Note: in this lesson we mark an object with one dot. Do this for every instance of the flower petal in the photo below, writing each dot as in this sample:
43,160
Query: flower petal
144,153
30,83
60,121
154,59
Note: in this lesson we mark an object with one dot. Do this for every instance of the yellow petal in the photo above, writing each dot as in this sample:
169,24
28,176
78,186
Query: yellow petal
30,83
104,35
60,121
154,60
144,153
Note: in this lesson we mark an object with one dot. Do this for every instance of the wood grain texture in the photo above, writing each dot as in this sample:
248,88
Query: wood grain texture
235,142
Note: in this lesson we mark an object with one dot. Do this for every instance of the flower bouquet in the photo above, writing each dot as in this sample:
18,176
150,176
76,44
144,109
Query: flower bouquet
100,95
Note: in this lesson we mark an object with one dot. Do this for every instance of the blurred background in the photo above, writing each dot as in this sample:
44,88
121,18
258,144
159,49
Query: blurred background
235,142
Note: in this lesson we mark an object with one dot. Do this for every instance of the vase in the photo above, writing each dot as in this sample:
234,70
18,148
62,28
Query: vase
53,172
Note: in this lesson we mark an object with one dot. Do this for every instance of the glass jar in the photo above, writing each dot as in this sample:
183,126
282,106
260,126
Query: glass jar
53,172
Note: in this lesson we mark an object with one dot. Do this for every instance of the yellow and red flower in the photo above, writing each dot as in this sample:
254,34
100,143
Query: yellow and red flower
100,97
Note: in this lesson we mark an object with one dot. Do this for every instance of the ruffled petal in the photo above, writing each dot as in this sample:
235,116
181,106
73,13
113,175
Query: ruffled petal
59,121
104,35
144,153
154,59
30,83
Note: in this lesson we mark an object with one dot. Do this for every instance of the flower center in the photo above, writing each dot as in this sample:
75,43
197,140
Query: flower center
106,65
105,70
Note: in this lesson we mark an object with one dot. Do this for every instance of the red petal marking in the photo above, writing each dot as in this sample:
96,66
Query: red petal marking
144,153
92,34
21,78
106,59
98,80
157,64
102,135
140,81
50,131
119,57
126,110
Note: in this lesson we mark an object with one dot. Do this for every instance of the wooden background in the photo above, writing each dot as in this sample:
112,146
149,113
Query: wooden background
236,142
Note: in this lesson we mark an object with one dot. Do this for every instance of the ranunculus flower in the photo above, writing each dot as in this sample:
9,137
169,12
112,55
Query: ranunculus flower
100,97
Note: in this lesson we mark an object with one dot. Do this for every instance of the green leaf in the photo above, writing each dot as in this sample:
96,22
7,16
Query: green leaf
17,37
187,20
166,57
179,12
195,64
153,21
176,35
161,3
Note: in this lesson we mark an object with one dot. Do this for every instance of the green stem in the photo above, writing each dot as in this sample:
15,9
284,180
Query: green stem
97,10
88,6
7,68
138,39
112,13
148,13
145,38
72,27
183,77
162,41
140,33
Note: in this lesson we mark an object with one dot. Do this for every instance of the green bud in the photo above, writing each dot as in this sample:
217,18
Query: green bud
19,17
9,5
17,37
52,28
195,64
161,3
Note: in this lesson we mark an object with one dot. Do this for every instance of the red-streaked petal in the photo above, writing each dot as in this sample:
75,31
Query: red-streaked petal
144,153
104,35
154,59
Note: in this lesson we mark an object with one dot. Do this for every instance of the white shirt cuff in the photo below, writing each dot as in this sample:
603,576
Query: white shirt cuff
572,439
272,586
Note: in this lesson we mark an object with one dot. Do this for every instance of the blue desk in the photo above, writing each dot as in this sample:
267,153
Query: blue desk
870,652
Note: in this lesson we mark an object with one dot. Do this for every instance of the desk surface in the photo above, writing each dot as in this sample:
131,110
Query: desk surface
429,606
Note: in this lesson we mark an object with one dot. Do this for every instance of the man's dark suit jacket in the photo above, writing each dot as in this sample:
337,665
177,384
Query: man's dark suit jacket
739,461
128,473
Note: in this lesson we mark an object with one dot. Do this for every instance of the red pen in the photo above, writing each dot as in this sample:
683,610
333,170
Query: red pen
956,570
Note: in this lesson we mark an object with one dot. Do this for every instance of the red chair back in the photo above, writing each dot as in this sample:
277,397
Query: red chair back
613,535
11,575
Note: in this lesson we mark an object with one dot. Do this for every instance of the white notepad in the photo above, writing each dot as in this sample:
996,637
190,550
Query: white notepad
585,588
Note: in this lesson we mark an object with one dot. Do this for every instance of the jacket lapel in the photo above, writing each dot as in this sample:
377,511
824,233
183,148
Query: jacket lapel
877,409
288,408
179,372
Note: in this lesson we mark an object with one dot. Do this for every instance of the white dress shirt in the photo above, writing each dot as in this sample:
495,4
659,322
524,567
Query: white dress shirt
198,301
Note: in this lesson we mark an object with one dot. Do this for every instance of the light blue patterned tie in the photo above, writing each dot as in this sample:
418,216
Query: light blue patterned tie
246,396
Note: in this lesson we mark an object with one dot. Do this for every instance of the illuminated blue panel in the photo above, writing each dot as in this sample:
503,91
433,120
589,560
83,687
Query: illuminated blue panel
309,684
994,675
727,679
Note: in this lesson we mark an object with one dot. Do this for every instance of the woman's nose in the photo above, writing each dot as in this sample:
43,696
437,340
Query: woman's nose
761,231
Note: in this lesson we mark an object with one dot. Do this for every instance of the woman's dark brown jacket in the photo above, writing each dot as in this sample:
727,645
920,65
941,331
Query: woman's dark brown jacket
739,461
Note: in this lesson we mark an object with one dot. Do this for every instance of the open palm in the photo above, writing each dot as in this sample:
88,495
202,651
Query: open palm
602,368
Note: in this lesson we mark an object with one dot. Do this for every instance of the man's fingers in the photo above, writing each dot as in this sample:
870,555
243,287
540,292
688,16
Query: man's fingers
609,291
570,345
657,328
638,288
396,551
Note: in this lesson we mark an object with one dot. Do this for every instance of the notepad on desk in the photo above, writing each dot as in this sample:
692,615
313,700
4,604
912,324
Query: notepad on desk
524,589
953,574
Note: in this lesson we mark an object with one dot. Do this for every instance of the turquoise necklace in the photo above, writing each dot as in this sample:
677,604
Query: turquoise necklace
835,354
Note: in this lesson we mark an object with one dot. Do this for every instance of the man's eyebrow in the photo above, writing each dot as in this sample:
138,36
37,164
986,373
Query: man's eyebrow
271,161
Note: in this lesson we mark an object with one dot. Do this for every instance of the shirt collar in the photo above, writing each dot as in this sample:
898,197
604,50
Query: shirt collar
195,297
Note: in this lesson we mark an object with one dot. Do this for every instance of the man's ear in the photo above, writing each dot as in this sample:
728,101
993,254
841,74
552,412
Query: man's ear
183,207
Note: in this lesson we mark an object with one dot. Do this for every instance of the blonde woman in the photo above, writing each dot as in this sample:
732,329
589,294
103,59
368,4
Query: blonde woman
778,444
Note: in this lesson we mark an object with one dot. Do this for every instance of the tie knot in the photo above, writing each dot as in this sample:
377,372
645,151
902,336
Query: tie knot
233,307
···
THE EXERCISE | Write out every line of the material again, exactly as it reads.

EXERCISE ANSWER |
Note: in this lesson we mark an object with one dot. Do this for every instance of the flower petal in the photo below, writing each dot as in this sample:
43,160
Query: flower petal
144,153
30,83
60,121
154,59
Note: in this lesson we mark an object with one dot. Do this for every instance of the yellow petal in the photo above, writing each dot as in this sample:
169,24
28,176
78,186
Query: yellow petal
30,83
104,35
60,121
154,60
144,153
Note: in this lesson we mark an object with one dot. Do this for every instance of the wood grain texture in the photo above, writing each dot as in this sample:
248,88
Query: wood grain texture
235,142
Note: in this lesson we mark an object with one dot. Do this for every instance of the flower bouquet in the photo above, writing each dot as in this sample:
18,176
150,176
76,44
144,109
Query: flower bouquet
100,95
Note: in this lesson we mark an object with one dot. Do this for every instance of the blurred background in the photo above, writing each dot as in this sample:
44,88
121,18
258,144
159,49
Query: blurred background
235,142
Note: in this lesson we mark an object with one dot. Do this for every instance of the vase in the photo above, writing each dot as in this sample:
234,70
18,148
62,28
Query: vase
53,172
Note: in this lesson we mark an object with one dot. Do this for every instance of the glass jar in the photo above, writing each dot as in this sample:
183,126
282,106
260,126
Query: glass jar
53,172
Note: in this lesson we mark an object with one dot. Do this for every instance of the yellow and red flower in the photo above, writing each dot as in this sample:
254,34
100,143
Query: yellow and red flower
100,97
Note: in this lesson we mark an object with one dot. Do this for every instance of the ruffled petal in the photo above, writing each dot as in this sample:
235,116
181,106
73,13
113,175
Query: ruffled petal
59,121
104,35
144,153
154,59
30,83
Note: in this lesson we mark an object with one dot. Do this for every instance of the flower center in the photo above, writing each dot as in this sample:
75,43
197,140
Query: flower center
106,65
105,70
Note: in this lesson we mark an object with one dot. Do this for every instance of the red petal marking in the photo above, writing each dot as in this sample:
96,66
Query: red petal marking
144,153
92,34
21,78
106,59
98,80
157,64
102,135
140,81
50,131
119,57
126,110
Note: in this lesson we mark an object with one dot. Do this for every instance of the wooden background in the photo above, writing each dot as in this sample:
112,146
149,113
Query: wooden background
236,142
Note: in this lesson we mark an object with one dot. Do this for every instance of the ranunculus flower in the photo above, writing each dot as in this sample:
9,137
169,12
112,55
Query: ranunculus flower
100,97
Note: in this lesson we mark an object with one dot. Do this for every instance of the green leaf in the photo above, writing each dot as in this sample:
96,22
7,16
Query: green leaf
17,37
187,20
166,57
179,12
195,64
153,21
176,35
161,3
Note: in this lesson we mark an object with one dot. Do this for every instance of the green stem in the photo above, writing each dot as in this sample:
15,9
284,180
Query: green stem
97,10
88,6
7,68
138,39
112,13
148,13
145,38
72,27
183,77
162,41
140,33
Note: in this lesson we mark an object with one dot. Do this for every instance of the green bud in the photo above, writing each dot as in this sample:
217,18
Query: green bud
19,17
9,5
17,37
52,28
195,64
161,3
Note: in this lesson we mark an object with one dot. Do this for every instance of the red-streaked petal in the photo above, writing each dot as in this sample:
75,31
Query: red-streaked petal
144,153
104,35
154,59
Note: in this lesson we mark an object with one dot. Do this for every instance of the white shirt cuff in the photo below, writing each dot as in this sample:
603,576
Query: white shirt cuff
572,439
272,586
Note: in this lesson we mark an object with one dot. Do this for every instance of the blue desk in the photo above, writing each dot as in this sample:
267,153
Query: blue desk
870,652
Note: in this lesson we mark an object with one dot. Do this for every instance of the desk surface in the photo above, writing each dot as in this sample:
131,110
Query: desk surface
429,606
Note: in this lesson we mark an object with one dot. Do this for every instance of the man's dark suit jacket in the photo above, writing each dot as in this sample:
337,665
177,384
Query: man's dark suit jacket
739,461
128,473
Note: in this lesson we mark an object with one dot. Do this for every instance of the red pen in the photo above, writing each dot as in this sample:
683,610
333,170
Query: red pen
956,570
Note: in this lesson we mark an object with one dot. Do this for every instance of the red chair back in the photo above, writing each dot as in this sample:
277,397
Query: red chair back
613,535
11,575
Note: in this lesson we mark an object with one dot. Do this for every instance of the white notepad in the photo above, writing each dot as in this sample:
996,637
190,550
Query: white notepad
585,588
Note: in this lesson we mark an object with one dot. Do this for every instance of the jacket lapel in the photo above, writing each dot as in this sample:
377,511
824,233
183,148
Query: jacket lapel
877,409
288,408
179,372
Note: in this lesson we mark an object with one dot. Do this for every instance of the white dress shirt in the photo above, writing each dot as in this sample:
495,4
659,322
524,567
Query: white dress shirt
198,301
Note: in this lesson we mark an object with one dot. Do this for every instance of the light blue patterned tie in the photo above, writing each dot as in this sample:
418,216
Query: light blue patterned tie
246,396
Note: in this lesson we mark an object with one dot. Do this for every instance of the illuminated blue panel in the photo above, writing each dot as in this sample:
503,91
433,120
589,560
83,687
Query: illuminated blue panel
309,684
994,675
727,679
Note: in this lesson we mark an object with one dot. Do this for every instance of the woman's nose in the photo above, writing each dot as in this sample:
43,696
437,340
Query: woman's nose
761,231
Note: in this lesson we mark an object with one dot. Do this for every instance of the woman's dark brown jacket in the photo above, writing each dot as in this sample:
727,645
920,65
941,331
Query: woman's dark brown jacket
739,461
Note: in this lesson we mark an object with one dot. Do this for every instance of the open palm in the photo above, writing each dot as in this sample:
88,495
202,651
Query: open palm
602,368
Note: in this lesson we mark an object with one dot. Do this for every instance of the man's fingers in the photo above, writing each dot as in this sample:
870,555
243,287
540,292
688,16
Query: man's fingers
609,291
570,345
657,328
638,288
396,551
Note: in this lesson we mark an object with one dot. Do this for every instance of the notepad on desk in the photo above, writing each dot as in this sample:
692,615
313,700
4,604
912,324
Query: notepad on desk
524,589
953,574
Note: in this lesson we mark an object with one dot. Do this for every instance of the turquoise necklace in the photo above, writing each dot as in this sample:
677,604
Query: turquoise necklace
835,354
Note: in this lesson we mark an object with one dot. Do this for every instance of the man's eyebrow in the photo above, writing each dot as in this sample:
138,36
37,164
986,373
Query: man's eyebrow
271,161
Note: in this lesson we mark an object with one dot. Do this for every instance of the shirt collar in the photo above, writing each dot as in this sample:
898,197
604,50
Query: shirt collar
195,297
Note: in this lesson we mark an object with one dot. Do this for every instance of the man's ear in the photo above, writing each dot as in this sample:
728,101
993,254
841,74
552,412
Query: man's ear
183,207
Note: in this lesson we mark an object with one dot. Do this for every instance of the blonde woman in the photo above, writing each dot as in this sample:
732,329
589,294
103,59
368,4
Query: blonde woman
778,444
Note: in this lesson we mark an object with one dot. Do this for every instance of the tie knot in the photo above, writing each dot as in this sample:
377,372
645,151
902,336
Query: tie knot
233,307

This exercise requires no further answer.